DO THIS: Reproduce the rows from the line containing "of the exposed" up to and including the line containing "(1251, 106)", changing "exposed dirt patch" to "bare soil patch" and leaving everything else as it stands.

GIVEN DATA:
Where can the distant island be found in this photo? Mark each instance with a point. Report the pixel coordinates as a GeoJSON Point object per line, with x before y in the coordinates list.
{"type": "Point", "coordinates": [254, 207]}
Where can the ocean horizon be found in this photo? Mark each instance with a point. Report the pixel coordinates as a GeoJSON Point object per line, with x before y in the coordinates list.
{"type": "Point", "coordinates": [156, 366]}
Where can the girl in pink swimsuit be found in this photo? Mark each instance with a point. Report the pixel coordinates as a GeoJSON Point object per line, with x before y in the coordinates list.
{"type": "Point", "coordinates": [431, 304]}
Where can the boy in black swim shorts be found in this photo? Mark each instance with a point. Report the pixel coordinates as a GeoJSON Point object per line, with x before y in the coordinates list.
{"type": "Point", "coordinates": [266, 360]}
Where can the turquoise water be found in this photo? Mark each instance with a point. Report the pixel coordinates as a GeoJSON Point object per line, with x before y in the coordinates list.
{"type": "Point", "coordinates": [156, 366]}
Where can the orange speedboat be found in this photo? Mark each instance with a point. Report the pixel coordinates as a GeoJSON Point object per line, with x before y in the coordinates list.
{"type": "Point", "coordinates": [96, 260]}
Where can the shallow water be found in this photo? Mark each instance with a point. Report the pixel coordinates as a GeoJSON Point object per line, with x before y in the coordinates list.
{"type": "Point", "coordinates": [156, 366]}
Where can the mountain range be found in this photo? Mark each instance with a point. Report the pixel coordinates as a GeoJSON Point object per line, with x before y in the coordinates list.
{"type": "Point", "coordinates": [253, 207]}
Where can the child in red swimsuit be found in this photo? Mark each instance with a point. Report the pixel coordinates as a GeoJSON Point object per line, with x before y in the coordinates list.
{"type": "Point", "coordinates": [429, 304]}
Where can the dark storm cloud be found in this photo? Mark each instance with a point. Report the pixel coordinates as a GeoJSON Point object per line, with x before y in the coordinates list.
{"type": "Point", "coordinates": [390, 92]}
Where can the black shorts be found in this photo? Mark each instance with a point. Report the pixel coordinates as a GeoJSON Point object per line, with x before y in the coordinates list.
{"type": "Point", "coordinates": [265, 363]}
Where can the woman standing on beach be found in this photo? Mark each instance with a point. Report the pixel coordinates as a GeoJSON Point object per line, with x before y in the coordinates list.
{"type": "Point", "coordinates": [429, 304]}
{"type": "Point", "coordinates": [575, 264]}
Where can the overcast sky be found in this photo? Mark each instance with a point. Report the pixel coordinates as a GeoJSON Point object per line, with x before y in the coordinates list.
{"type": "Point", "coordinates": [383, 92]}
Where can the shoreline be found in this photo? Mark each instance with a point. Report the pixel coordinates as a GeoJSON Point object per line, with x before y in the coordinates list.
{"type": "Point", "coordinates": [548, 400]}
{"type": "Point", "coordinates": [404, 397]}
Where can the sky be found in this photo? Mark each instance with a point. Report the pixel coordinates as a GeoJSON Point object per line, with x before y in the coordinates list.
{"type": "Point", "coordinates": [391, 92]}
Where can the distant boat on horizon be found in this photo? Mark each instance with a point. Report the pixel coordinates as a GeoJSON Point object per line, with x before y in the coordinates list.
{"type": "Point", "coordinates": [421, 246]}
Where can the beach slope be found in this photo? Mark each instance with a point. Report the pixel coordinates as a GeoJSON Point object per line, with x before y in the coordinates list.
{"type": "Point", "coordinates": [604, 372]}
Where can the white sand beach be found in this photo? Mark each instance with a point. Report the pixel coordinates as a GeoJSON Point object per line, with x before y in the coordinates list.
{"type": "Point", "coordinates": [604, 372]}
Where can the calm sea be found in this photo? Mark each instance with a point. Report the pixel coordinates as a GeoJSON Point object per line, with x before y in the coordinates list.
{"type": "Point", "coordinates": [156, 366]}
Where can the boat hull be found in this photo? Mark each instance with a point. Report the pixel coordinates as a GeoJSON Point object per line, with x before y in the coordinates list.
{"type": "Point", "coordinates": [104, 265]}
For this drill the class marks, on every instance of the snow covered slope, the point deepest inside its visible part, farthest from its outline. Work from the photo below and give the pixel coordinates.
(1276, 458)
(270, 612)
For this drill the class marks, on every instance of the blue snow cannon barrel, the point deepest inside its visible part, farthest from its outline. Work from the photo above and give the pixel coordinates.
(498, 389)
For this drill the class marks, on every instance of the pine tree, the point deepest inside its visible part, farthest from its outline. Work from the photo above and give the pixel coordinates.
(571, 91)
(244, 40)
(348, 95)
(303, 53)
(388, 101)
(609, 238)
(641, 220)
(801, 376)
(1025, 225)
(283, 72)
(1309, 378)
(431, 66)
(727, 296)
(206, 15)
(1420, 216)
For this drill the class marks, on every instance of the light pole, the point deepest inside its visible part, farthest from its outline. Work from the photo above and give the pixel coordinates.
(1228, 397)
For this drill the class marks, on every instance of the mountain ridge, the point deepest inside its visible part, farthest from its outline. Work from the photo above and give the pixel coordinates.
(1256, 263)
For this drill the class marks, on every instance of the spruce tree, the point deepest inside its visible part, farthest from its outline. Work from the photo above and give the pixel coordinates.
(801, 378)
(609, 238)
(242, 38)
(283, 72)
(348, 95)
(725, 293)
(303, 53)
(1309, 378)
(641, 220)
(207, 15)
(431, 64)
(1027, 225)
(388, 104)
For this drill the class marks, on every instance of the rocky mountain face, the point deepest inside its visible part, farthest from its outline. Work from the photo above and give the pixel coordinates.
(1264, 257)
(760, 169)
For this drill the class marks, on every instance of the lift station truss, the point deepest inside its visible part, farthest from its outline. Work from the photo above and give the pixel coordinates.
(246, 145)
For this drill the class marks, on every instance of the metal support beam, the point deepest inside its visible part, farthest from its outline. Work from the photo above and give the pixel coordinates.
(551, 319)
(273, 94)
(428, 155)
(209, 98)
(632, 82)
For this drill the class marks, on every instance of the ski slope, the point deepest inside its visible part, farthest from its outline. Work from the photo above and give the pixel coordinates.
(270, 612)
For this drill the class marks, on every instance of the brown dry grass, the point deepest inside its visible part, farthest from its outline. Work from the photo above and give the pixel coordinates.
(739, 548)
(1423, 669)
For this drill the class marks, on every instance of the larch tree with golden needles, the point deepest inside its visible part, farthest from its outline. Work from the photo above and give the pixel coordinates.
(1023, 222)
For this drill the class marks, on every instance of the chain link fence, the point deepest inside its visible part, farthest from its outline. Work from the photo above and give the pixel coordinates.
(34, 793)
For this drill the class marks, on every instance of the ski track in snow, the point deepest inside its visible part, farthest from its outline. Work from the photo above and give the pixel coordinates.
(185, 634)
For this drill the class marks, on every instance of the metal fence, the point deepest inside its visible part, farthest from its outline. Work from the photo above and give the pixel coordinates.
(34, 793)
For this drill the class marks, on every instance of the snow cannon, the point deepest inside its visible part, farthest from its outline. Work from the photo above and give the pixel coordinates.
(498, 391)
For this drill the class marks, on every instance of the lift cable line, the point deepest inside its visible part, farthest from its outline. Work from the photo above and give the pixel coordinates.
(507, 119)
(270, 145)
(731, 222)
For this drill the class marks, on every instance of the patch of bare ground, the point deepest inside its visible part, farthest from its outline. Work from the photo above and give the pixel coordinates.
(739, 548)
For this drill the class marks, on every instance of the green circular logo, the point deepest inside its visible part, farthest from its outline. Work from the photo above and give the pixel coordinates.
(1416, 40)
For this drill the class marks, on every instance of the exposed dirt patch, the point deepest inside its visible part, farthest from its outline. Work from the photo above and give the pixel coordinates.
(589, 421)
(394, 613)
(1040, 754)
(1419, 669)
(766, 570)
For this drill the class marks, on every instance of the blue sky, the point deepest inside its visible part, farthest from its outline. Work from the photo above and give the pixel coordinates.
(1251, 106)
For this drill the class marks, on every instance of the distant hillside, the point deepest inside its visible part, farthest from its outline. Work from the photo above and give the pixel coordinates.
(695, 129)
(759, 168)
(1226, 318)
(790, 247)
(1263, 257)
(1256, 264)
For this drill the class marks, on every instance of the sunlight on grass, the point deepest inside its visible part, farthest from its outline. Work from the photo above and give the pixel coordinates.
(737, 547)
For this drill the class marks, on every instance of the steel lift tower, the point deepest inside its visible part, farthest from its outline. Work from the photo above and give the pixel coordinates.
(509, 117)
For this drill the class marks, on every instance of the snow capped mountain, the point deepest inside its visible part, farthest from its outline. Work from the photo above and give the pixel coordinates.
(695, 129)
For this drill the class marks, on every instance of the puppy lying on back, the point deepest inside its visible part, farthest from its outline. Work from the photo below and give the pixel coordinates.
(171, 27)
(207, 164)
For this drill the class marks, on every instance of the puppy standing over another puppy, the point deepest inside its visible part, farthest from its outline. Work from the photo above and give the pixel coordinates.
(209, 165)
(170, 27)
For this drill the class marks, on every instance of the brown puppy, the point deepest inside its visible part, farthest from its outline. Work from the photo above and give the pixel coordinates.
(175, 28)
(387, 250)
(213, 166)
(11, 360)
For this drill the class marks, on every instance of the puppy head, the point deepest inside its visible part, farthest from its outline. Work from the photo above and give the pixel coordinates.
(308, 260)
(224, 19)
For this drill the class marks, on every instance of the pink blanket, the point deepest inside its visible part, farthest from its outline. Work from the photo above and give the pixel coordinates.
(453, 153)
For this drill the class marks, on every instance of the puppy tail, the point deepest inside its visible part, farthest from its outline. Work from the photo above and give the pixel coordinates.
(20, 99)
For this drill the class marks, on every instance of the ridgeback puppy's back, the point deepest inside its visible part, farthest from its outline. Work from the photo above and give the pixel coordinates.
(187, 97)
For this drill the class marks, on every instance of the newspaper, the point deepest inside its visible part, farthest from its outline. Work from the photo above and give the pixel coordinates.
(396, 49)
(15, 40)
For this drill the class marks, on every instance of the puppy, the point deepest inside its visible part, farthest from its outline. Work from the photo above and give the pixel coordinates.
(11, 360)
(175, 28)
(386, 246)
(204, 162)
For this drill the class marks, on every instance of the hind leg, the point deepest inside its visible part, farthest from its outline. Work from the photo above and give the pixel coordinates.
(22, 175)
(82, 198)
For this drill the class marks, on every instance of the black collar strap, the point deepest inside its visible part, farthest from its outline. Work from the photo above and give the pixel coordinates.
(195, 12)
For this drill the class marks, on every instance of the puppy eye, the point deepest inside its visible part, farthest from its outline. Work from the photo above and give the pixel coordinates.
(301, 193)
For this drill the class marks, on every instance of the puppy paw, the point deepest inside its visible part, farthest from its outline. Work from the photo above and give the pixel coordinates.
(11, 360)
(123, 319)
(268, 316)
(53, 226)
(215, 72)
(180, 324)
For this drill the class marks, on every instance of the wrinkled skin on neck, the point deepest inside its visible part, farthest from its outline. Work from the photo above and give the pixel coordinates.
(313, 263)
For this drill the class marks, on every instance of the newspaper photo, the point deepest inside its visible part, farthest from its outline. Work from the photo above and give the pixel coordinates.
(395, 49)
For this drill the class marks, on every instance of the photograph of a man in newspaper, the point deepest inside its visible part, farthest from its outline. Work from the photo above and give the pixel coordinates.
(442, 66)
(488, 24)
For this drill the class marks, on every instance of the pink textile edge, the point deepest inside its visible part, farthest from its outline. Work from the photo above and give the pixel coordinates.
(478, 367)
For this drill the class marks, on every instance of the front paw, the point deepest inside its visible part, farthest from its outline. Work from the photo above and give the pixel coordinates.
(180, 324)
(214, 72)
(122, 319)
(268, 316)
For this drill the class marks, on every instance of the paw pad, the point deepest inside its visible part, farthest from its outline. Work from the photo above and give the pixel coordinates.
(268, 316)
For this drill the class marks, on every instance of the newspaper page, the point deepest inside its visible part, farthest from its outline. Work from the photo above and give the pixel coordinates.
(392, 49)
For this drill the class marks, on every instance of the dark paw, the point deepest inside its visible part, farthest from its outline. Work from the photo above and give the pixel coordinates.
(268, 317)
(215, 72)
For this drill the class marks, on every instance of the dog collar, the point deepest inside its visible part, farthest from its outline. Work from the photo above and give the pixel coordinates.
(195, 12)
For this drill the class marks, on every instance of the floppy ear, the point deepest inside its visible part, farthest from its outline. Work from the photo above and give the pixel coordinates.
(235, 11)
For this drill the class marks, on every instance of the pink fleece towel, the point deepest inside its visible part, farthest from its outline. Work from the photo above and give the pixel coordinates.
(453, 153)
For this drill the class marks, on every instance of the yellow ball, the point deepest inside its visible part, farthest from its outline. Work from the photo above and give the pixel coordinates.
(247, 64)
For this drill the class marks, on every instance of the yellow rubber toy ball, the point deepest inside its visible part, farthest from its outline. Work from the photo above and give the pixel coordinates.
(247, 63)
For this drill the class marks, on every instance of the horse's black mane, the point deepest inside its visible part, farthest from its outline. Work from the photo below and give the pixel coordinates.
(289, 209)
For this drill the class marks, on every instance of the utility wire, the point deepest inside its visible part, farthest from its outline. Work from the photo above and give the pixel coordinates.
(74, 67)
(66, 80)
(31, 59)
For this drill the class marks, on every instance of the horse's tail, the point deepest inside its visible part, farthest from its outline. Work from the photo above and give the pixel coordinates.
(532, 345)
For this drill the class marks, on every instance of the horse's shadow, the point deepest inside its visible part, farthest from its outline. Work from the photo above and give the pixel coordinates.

ANSWER BELOW:
For this drill the class marks, on every instance of the bare soil patch, the point deepest inside its visible part, farthest from its outline. Work from the photo above and give the pixel coordinates.
(589, 421)
(394, 613)
(1040, 754)
(1419, 669)
(766, 570)
For this drill the class marks, on every instance of the blue sky, the point deepest inside its visible part, farthest from its outline. Work from the photo above and give the pixel coordinates.
(1251, 106)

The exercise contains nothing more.